Extract every line of the records below that contains the string "yellow", treating uppercase and lowercase as different.

--- RECORDS SHOWN ---

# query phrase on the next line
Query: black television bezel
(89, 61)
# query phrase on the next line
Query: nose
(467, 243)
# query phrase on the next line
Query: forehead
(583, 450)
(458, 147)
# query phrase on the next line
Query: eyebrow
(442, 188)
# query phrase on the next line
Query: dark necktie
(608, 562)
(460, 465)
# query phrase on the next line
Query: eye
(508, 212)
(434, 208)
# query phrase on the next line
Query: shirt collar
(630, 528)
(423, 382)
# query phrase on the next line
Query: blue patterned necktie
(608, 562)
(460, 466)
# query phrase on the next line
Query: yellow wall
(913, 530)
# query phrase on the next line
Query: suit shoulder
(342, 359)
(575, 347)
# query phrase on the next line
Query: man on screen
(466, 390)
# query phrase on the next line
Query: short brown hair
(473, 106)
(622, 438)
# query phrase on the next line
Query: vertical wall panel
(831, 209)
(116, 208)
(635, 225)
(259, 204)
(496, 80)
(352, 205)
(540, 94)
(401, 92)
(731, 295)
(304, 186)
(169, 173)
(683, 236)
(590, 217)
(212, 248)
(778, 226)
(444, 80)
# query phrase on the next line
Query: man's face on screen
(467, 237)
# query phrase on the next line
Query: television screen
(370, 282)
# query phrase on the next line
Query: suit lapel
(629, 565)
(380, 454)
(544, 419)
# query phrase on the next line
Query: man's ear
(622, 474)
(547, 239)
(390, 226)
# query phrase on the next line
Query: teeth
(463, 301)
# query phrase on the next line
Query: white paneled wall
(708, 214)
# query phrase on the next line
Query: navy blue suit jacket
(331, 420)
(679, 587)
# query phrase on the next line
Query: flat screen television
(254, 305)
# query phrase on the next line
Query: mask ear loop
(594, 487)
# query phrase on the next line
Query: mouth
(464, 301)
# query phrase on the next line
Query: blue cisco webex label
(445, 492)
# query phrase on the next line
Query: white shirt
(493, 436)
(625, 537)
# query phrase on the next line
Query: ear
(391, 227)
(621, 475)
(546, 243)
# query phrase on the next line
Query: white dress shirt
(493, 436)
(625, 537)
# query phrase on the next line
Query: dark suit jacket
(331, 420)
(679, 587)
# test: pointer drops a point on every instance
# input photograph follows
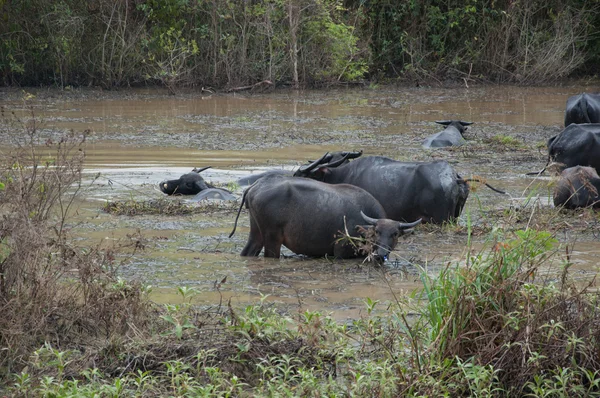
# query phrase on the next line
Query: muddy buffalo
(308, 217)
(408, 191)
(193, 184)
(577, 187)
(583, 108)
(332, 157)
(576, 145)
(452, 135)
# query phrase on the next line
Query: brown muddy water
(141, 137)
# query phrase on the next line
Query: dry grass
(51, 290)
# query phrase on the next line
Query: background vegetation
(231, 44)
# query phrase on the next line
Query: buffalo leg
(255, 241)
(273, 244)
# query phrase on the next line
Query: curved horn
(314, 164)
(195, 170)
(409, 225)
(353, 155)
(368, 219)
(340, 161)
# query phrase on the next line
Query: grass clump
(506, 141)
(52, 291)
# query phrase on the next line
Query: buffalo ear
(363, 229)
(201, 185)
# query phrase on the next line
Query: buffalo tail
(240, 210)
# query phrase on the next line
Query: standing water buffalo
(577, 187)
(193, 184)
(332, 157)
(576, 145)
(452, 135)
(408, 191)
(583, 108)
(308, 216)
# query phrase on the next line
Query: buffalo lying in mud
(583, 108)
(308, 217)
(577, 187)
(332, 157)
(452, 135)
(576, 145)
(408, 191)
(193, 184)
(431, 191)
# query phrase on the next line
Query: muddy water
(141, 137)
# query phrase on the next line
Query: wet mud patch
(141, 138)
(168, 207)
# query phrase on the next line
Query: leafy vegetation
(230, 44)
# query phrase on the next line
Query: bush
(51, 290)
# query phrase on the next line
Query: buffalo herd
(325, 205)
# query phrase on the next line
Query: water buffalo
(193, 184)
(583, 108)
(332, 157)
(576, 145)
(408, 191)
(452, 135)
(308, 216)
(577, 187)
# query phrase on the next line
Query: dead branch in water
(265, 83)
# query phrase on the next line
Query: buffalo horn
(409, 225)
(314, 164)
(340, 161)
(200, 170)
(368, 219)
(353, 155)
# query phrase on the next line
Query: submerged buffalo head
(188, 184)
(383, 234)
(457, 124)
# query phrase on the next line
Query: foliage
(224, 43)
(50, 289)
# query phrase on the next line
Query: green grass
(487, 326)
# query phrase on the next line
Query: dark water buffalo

---
--- RECORDS SHOWN ---

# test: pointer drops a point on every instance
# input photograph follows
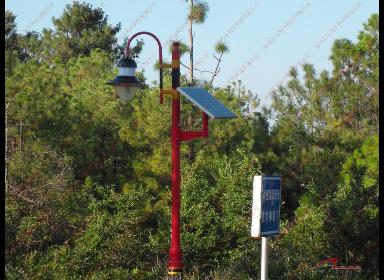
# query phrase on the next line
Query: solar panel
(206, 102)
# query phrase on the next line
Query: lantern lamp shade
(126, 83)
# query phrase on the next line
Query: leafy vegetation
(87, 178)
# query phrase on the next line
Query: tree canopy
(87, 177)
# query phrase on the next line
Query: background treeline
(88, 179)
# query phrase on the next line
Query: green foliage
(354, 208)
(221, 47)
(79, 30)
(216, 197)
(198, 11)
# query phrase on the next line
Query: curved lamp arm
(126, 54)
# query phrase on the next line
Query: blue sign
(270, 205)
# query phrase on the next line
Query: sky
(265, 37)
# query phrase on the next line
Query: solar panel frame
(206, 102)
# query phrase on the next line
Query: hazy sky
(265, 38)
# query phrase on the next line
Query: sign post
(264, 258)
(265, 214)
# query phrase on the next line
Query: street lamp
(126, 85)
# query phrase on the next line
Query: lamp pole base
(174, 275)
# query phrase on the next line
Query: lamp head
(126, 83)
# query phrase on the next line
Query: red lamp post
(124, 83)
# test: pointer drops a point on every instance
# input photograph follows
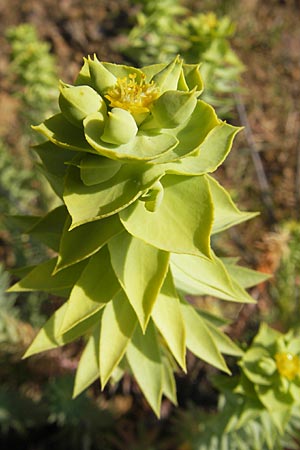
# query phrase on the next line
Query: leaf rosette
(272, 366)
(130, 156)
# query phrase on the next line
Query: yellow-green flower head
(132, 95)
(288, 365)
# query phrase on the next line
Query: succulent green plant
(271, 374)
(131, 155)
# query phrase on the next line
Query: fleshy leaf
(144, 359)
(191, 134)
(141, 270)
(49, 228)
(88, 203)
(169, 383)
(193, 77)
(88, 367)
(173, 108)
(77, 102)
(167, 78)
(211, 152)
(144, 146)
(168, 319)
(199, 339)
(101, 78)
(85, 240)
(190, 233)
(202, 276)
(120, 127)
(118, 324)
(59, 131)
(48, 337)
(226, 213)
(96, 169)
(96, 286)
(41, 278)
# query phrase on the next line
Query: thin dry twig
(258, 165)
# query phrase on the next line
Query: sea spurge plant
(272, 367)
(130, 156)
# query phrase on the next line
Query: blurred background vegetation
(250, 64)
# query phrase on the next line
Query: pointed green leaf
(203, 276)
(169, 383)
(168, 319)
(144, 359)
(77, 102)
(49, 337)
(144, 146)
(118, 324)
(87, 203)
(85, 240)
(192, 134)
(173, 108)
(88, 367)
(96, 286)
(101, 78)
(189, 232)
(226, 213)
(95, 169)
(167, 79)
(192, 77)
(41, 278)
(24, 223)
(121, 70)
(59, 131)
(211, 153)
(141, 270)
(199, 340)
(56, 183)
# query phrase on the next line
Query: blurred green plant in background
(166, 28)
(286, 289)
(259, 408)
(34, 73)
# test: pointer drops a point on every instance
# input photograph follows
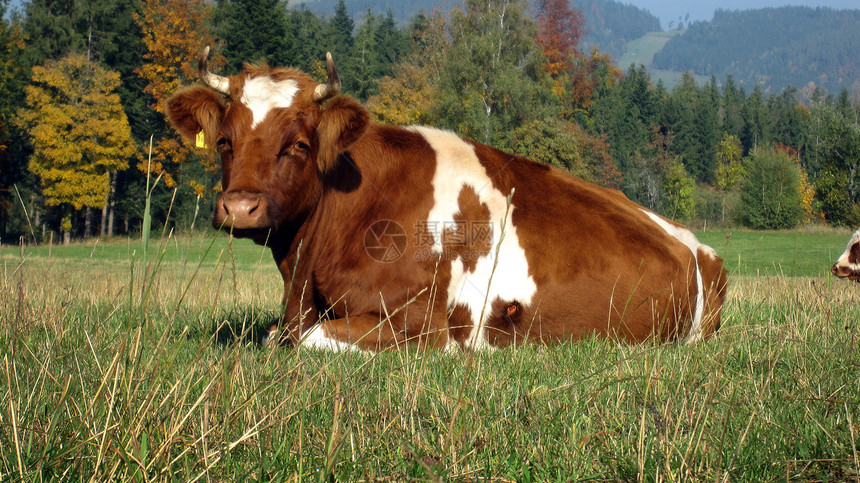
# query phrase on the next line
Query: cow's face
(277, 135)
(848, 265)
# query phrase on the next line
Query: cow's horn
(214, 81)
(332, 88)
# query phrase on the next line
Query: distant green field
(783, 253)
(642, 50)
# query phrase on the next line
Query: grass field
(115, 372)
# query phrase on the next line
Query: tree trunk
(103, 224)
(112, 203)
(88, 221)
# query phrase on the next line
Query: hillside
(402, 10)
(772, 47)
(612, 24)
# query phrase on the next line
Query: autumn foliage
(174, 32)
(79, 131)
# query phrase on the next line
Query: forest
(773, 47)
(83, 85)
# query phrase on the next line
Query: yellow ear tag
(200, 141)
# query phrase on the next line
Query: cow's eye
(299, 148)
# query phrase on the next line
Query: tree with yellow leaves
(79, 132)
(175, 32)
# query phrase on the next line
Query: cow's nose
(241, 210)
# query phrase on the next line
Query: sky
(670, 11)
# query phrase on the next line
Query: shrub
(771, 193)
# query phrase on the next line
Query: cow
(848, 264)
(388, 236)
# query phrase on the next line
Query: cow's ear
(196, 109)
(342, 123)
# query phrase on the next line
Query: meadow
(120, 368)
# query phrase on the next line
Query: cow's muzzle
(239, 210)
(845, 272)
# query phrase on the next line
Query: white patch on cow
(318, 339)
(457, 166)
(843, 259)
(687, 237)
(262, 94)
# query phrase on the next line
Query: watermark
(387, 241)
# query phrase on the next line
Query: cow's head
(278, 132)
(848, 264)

---

__EXERCISE OUTPUT__:
Query: yellow wall
Query: yellow-green flower head
Query: yellow ear tag
Query: tree with yellow leaves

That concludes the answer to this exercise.